WHAT TO DO
Which lines come from the start of the listing through the line holding "regionseg --target=red brick"? Restate exactly those, both included, minus the pictures.

[Opening EXTRACTED INFORMATION section]

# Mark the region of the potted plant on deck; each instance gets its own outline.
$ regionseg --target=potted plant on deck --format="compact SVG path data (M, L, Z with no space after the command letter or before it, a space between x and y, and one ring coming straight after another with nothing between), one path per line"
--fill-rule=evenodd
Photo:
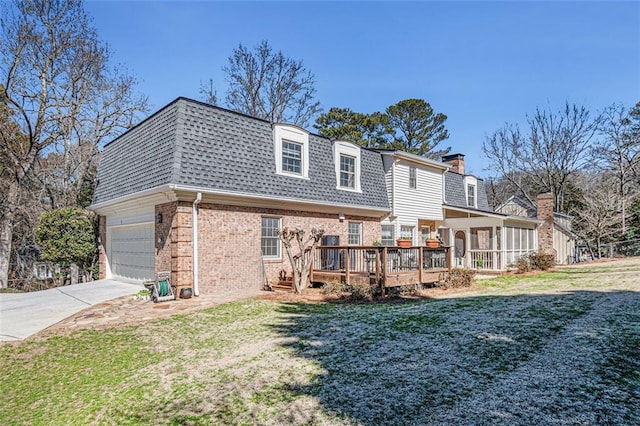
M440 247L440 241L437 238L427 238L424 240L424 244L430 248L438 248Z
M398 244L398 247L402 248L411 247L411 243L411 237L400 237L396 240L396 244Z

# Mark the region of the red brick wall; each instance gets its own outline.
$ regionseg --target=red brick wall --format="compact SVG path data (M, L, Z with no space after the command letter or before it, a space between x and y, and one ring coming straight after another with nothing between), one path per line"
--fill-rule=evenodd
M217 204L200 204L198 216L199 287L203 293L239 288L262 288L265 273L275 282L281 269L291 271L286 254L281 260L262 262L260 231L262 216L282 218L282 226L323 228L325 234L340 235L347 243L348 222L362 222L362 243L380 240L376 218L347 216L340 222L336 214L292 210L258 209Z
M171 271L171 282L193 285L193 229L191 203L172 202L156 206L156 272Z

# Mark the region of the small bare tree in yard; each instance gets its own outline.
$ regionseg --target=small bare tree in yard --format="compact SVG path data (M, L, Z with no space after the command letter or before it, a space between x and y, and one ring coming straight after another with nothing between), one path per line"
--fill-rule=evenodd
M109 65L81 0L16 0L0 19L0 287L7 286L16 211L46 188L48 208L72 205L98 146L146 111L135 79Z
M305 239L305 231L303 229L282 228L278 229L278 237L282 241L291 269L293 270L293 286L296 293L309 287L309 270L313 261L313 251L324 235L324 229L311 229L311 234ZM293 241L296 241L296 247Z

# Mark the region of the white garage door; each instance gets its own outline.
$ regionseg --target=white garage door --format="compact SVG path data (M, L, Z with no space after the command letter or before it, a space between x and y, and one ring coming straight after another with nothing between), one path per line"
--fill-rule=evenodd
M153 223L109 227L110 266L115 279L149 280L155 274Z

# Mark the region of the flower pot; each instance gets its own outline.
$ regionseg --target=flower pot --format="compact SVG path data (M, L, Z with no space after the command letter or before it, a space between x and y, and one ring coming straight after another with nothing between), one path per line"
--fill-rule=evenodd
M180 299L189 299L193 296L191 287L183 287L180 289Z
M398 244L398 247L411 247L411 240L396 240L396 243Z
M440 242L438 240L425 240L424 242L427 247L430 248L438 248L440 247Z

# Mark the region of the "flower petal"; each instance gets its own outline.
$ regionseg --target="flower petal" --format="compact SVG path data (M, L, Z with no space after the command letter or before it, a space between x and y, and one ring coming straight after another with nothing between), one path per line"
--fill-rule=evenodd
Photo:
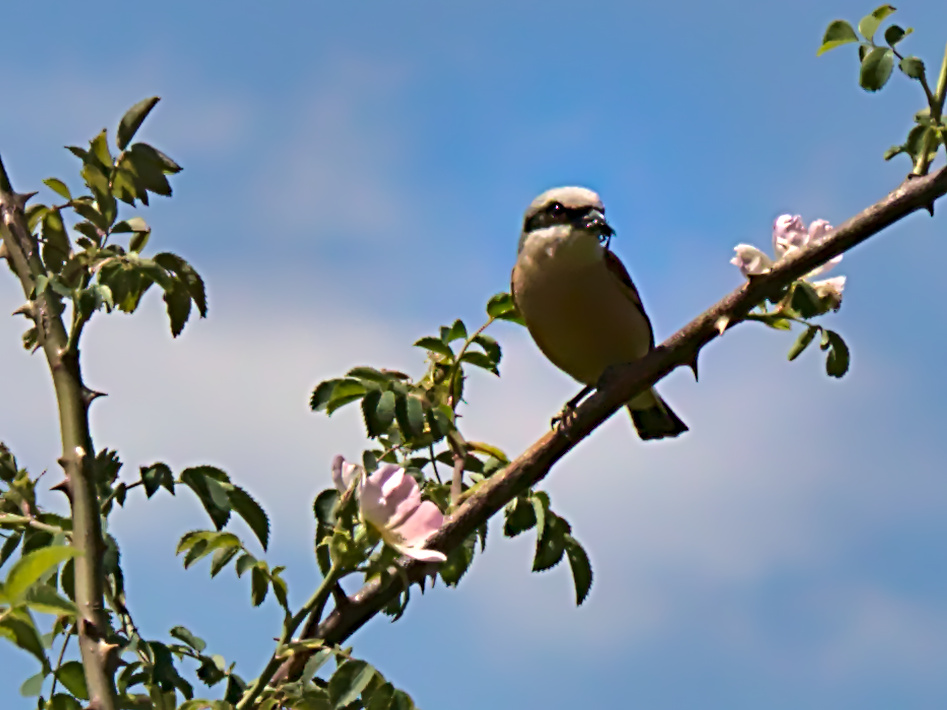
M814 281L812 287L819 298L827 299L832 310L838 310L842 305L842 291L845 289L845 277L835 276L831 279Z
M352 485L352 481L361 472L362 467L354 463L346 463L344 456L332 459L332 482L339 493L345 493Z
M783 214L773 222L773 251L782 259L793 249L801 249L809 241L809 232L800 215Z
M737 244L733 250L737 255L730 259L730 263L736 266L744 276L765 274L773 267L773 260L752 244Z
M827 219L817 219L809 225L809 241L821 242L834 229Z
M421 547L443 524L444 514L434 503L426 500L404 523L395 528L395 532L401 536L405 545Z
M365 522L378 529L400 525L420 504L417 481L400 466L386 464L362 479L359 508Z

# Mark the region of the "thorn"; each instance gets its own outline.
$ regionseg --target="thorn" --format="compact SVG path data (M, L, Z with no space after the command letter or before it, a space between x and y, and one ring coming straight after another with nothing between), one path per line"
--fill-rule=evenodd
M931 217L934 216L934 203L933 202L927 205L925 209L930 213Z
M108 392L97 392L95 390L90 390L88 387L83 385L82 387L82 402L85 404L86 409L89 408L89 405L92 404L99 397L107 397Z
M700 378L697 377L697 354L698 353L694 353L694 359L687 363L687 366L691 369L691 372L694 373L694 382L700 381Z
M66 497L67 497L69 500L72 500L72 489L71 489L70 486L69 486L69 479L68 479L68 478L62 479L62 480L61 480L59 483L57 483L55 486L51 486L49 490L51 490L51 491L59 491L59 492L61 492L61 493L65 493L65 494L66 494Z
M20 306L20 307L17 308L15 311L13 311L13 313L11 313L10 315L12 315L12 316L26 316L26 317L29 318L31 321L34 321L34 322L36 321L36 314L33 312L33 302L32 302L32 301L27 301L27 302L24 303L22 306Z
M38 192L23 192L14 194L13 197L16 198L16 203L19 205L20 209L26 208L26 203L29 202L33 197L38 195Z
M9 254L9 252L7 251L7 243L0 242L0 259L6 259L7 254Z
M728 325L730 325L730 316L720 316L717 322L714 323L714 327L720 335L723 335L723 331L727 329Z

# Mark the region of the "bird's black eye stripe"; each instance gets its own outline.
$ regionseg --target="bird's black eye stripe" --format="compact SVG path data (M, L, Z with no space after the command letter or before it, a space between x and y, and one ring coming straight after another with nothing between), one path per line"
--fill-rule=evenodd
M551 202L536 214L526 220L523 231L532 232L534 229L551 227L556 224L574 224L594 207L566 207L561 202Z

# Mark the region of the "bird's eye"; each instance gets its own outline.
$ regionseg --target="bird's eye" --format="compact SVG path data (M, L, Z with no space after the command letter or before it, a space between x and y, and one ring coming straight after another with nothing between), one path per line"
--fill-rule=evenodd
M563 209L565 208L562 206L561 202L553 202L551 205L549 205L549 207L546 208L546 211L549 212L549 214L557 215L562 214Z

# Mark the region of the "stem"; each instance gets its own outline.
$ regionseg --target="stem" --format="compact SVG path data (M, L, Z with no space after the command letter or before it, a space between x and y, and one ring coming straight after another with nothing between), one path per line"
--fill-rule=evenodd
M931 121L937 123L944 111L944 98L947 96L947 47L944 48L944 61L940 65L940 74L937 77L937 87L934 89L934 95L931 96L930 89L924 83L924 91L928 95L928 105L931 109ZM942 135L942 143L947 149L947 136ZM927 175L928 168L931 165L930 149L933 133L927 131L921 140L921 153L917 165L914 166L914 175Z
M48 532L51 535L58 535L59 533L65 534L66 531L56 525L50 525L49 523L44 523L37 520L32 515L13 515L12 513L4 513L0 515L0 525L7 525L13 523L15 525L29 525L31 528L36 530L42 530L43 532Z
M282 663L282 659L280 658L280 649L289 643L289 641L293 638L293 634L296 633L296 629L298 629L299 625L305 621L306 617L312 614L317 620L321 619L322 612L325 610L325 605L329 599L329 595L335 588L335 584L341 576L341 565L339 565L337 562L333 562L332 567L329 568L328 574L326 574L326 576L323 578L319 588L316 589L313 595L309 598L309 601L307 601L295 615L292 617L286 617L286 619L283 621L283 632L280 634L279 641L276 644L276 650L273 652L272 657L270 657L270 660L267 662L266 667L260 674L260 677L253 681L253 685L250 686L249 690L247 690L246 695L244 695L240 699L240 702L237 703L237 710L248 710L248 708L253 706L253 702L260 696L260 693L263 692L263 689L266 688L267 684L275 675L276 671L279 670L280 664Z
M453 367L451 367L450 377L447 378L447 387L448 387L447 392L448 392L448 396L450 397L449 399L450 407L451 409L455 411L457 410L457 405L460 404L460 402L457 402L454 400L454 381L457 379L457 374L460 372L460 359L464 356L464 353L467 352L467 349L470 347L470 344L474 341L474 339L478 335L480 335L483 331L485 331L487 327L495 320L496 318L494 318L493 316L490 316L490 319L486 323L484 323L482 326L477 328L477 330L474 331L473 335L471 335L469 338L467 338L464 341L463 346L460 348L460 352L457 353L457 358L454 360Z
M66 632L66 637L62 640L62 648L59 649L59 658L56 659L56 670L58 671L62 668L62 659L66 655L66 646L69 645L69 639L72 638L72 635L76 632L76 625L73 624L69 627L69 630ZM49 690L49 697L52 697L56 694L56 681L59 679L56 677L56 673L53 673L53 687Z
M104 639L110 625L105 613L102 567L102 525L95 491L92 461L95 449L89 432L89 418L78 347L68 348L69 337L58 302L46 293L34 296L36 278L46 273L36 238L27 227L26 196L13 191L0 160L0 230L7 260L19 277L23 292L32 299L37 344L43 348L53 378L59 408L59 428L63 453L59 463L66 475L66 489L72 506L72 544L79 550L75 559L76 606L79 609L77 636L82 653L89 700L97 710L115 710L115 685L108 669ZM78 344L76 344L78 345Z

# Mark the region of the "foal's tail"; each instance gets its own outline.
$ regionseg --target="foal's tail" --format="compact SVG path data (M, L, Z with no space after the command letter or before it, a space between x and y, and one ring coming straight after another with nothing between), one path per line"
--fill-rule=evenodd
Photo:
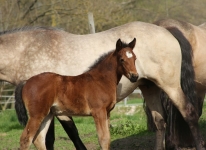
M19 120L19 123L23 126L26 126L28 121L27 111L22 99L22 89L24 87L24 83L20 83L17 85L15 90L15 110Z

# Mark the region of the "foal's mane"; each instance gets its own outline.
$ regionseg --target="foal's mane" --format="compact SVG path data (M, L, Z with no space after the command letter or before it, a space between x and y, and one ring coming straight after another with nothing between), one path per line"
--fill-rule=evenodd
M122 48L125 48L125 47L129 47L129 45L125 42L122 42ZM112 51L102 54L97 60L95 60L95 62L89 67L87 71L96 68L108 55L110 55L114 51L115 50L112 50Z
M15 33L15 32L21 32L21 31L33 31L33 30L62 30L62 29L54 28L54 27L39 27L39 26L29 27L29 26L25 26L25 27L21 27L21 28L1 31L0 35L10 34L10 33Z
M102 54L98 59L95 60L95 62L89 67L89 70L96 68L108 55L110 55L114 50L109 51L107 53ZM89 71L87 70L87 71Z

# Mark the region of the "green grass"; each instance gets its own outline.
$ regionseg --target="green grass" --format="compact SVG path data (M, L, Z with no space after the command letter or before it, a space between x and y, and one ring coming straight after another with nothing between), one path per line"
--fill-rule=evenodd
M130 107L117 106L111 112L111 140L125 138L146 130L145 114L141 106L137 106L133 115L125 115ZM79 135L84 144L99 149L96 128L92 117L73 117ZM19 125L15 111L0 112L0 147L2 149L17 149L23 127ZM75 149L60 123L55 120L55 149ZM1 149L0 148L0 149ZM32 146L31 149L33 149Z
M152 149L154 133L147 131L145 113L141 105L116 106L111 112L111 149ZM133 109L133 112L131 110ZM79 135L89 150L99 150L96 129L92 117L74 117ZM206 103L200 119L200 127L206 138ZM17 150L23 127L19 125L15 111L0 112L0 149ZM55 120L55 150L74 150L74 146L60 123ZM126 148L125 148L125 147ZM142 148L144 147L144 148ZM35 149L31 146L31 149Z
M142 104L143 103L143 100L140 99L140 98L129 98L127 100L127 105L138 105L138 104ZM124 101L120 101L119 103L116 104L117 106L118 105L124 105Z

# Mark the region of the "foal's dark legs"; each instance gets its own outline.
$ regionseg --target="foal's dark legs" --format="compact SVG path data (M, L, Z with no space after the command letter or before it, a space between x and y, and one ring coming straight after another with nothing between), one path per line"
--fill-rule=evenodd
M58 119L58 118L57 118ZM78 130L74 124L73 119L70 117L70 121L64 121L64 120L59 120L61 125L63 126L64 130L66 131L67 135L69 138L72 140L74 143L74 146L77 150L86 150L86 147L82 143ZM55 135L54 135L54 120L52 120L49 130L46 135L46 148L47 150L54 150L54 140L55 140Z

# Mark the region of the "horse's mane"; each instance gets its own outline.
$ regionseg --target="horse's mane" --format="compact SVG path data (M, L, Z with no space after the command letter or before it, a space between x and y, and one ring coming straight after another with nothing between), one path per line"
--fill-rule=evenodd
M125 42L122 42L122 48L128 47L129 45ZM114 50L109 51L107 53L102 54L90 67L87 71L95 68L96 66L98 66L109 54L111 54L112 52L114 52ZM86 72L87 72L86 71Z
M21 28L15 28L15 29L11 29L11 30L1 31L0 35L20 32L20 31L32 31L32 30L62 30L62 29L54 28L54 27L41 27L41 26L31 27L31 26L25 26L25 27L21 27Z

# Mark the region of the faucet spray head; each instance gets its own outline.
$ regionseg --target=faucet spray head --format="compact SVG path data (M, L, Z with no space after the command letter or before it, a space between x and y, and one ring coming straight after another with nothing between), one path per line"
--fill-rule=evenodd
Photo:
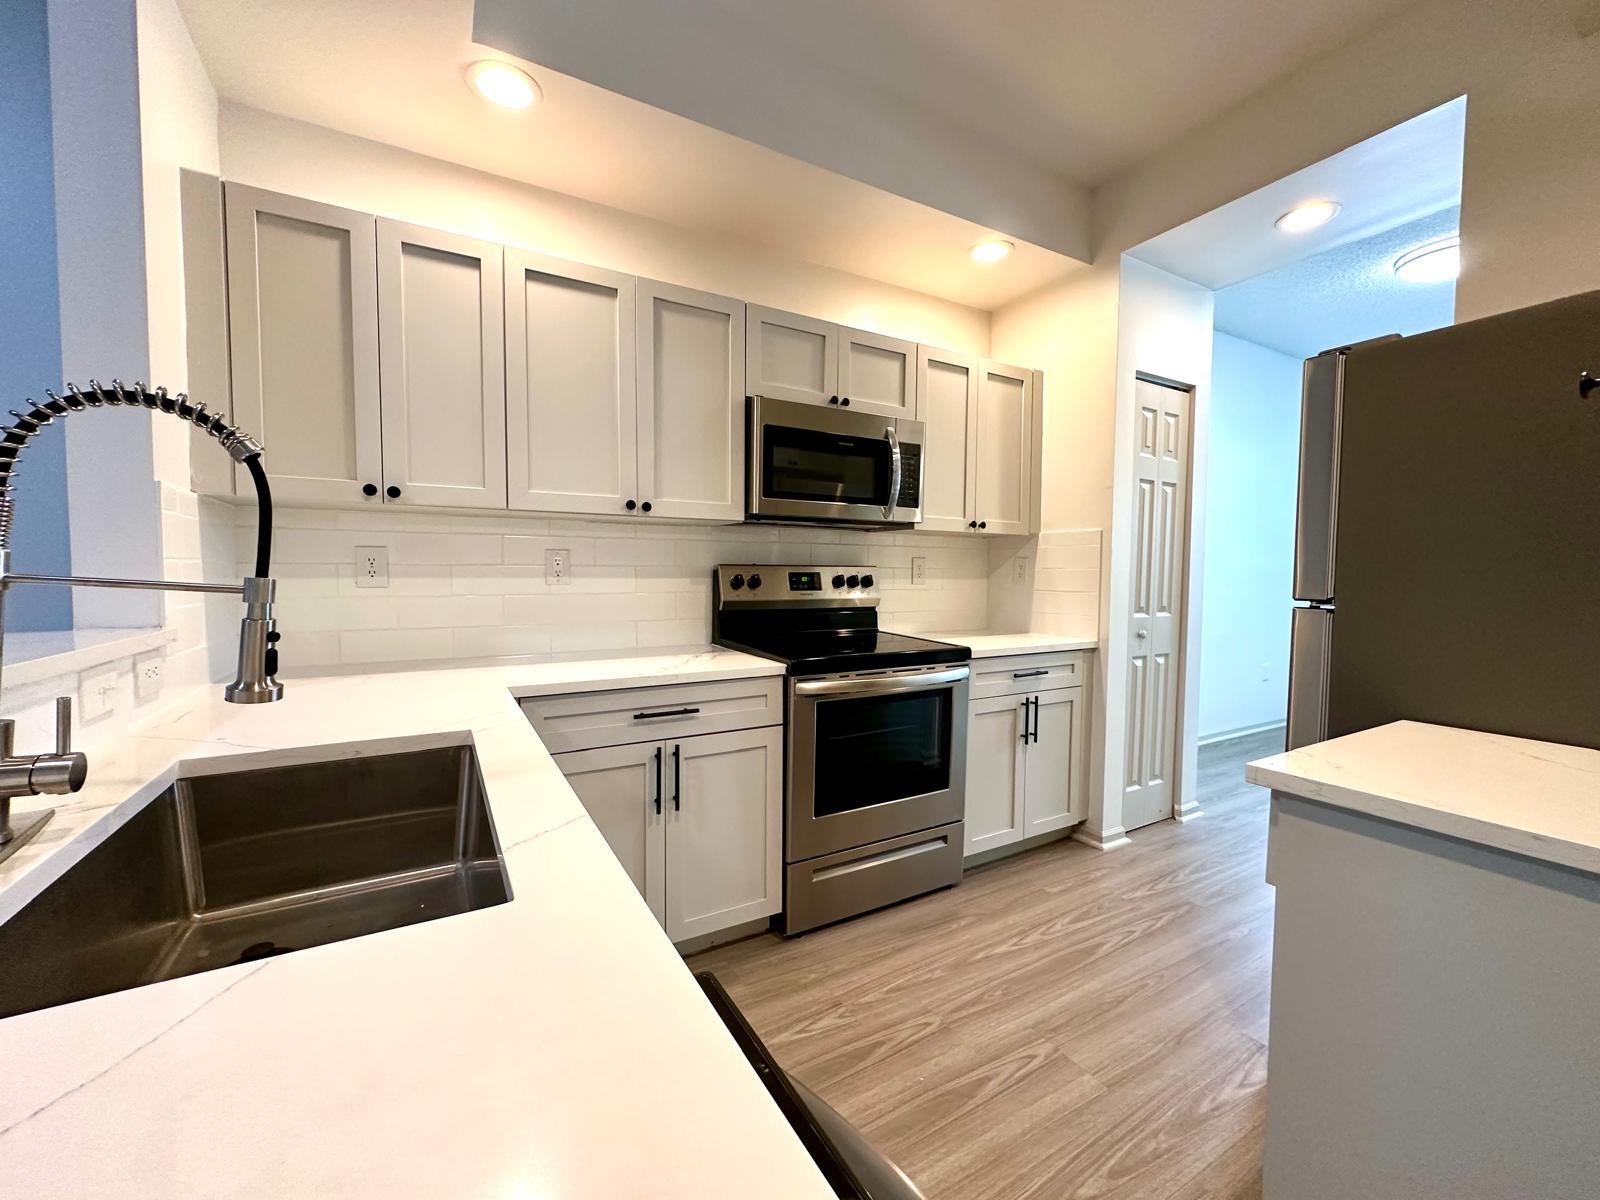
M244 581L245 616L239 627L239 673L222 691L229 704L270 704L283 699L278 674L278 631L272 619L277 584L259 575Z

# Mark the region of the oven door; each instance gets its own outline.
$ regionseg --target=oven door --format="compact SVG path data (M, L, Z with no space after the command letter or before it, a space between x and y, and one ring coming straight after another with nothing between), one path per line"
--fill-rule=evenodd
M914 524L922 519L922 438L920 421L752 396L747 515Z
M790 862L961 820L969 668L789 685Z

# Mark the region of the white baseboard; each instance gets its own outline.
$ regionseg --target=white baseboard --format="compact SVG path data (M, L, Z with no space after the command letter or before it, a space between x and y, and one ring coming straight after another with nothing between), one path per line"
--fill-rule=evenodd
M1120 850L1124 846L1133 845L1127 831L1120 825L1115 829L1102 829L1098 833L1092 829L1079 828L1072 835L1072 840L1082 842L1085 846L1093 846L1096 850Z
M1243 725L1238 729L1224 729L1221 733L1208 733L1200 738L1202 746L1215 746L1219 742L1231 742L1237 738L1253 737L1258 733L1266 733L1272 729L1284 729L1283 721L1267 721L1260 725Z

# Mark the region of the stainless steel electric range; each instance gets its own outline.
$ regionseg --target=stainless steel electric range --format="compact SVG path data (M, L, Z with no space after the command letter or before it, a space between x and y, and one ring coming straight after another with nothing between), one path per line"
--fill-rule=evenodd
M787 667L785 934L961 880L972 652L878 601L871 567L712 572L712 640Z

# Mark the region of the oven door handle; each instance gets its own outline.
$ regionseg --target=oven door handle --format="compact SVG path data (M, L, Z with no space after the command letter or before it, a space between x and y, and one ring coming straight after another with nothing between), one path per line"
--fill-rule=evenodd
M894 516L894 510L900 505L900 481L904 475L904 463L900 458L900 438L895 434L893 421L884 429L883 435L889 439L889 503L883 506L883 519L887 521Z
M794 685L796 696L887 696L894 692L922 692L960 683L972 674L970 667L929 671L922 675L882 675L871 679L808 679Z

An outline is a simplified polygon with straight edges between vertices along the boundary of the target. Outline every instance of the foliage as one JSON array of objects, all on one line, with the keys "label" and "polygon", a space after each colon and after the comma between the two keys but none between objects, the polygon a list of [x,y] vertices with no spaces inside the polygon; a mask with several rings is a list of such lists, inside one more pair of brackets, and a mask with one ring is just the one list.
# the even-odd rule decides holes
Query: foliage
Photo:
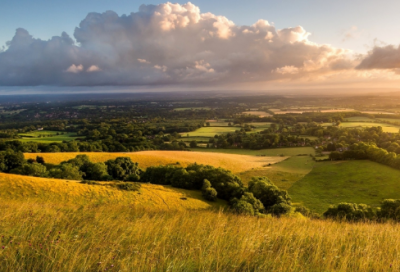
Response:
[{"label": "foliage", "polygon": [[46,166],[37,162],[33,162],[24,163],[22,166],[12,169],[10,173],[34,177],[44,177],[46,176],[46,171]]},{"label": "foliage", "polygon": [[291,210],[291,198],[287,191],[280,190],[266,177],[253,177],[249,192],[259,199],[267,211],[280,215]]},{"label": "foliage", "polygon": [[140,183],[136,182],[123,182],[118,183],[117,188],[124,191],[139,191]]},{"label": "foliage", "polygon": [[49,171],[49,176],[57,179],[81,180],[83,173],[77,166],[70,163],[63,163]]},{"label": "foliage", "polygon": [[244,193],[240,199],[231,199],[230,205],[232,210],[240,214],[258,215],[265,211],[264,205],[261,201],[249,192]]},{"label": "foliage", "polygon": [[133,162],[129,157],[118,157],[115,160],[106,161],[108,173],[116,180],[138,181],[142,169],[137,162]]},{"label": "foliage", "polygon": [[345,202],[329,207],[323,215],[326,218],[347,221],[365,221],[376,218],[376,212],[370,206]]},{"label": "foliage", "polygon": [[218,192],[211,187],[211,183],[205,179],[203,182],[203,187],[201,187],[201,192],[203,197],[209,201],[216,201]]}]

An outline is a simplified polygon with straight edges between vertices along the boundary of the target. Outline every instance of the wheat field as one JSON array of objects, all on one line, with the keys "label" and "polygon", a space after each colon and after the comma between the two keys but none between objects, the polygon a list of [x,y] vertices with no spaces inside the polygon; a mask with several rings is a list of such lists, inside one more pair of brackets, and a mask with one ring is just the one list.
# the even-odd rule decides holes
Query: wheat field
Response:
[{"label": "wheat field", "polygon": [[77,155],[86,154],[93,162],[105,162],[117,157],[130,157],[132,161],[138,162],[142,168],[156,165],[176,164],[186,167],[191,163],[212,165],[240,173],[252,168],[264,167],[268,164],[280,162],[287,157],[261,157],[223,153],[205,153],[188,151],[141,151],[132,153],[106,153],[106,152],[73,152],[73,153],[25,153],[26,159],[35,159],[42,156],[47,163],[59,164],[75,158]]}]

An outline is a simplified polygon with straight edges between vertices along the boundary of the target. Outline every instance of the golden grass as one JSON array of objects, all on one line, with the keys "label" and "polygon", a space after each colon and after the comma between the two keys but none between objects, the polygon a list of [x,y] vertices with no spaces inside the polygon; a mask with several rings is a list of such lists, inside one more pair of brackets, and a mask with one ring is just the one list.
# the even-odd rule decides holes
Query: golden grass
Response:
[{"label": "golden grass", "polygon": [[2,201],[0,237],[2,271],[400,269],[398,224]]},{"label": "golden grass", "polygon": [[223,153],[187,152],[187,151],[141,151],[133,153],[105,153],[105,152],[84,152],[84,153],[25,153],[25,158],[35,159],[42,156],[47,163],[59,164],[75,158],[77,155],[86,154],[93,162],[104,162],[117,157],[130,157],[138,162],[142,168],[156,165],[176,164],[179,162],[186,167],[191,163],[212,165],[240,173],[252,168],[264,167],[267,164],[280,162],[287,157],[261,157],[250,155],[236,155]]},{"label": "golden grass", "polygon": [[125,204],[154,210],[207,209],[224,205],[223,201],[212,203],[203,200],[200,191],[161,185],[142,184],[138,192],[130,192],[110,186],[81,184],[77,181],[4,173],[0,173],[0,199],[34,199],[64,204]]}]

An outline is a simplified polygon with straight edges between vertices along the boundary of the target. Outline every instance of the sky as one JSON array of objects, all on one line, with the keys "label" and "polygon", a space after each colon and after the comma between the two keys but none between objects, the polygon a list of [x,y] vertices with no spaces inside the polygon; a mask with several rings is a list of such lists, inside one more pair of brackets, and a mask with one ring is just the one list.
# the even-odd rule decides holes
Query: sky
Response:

[Closing EXTRACTED INFORMATION section]

ANSWER BOX
# Mark the region of the potted plant on deck; each instance gets its own outline.
$ regionseg --target=potted plant on deck --format="compact SVG path data (M, L, Z with no space after the command letter or before it, a space between x and y, and one ring coming straight after another with nothing between), one path per line"
--fill-rule=evenodd
Photo:
M440 247L440 241L437 238L427 238L424 240L424 244L430 248L438 248Z
M398 244L398 247L402 248L411 247L411 243L411 237L400 237L396 240L396 244Z

# Mark the region of the red brick wall; each instance gets its own outline.
$ regionseg --target=red brick wall --format="compact SVG path data (M, L, Z with no space after the command letter or before it, a space between x and y, and one ring coming straight after another with nothing between), one path per line"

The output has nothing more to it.